(Given task a): List the kinds of source code files that the coding guidelines name in parentheses under "General rules."

(Text shown):
********************
Part of the first version of this document was merely taken from “phpBB3 Coding Guidelines” and adapted. Thanks to their authors for strong coding style and description they provided to it.

Now it's updated to cover not only coding standards itself used in Cotonti but standards for working with files within project.

Nevertheless this document still do not cover theme of choosing IDE for development, it's setup and configuration or using some code styling tools. But you can see some info about it here and check helpful links in the bottom og this page.

#1. General rules

This common rules consider all source code files in the project (HTML, PHP, CSS, JS, etc.) if other is not defined.

  • Code should be in UTF-8

  • A new line should be LF.

  • Indentation should be tabs

  • No extra spaces at the end of lines (set up your text editor, so that it removes extra spaces when saving).

    Each line of text in your code should be at most 100 characters long.  Put the line break wherever it makes the most aesthetic sense, not necessarily the breaking point closest to 100 characters.
********************
(Supplied records):
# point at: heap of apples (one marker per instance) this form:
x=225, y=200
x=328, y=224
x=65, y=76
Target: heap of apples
********************
(Given task b): Convert each line of the records into a numbered list, leaving out any blank lines.

(Written response a): HTML, PHP, CSS, JS

(Written response b):
1. # point at: heap of apples (one marker per instance) this form:
2. x=225, y=200
3. x=328, y=224
4. x=65, y=76
5. Target: heap of apples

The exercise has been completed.